**DATASET RECORDS**
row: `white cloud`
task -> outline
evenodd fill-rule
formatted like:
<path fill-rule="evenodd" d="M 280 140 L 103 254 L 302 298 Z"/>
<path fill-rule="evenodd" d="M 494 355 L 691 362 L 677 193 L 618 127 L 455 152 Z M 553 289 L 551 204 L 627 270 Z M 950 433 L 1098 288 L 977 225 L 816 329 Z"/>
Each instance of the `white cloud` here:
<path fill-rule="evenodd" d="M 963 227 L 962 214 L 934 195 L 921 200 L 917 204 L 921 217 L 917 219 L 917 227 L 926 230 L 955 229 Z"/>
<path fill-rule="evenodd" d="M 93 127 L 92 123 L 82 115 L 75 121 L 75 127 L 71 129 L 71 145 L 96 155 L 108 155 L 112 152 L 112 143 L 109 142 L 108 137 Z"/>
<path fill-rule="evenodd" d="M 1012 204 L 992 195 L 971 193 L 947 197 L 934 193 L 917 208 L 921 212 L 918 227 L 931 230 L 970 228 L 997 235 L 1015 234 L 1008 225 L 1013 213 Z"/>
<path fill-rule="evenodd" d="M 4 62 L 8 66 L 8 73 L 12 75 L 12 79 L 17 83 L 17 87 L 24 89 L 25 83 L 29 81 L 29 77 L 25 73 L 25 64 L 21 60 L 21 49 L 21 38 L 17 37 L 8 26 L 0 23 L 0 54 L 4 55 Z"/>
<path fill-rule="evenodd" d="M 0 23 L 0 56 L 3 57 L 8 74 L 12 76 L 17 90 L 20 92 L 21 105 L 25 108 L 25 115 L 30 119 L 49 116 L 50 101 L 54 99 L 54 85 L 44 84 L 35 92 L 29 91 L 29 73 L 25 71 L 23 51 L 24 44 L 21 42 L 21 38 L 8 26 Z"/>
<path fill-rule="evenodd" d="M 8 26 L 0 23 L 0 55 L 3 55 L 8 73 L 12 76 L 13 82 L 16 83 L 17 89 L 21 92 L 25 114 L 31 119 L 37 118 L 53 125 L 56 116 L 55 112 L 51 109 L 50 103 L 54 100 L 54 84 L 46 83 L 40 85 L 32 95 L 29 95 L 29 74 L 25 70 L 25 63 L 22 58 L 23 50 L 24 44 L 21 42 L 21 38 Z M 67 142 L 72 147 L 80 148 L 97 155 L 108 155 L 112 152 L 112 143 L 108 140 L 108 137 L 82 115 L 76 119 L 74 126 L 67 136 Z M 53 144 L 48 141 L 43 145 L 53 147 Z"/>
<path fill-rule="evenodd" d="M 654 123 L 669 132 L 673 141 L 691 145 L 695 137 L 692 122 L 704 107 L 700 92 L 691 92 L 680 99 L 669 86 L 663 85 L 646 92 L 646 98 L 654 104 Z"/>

**ACTIVITY**
In the listing above, start at the line with "280 140 L 103", go on through the line with "494 355 L 691", and copy each of those lines exactly; leave out all the rest.

**RESULT FOR THIS TASK**
<path fill-rule="evenodd" d="M 280 140 L 103 254 L 302 298 Z"/>
<path fill-rule="evenodd" d="M 494 355 L 691 362 L 677 193 L 618 127 L 455 152 Z M 553 289 L 551 204 L 627 270 Z M 950 433 L 1098 288 L 977 225 L 816 329 Z"/>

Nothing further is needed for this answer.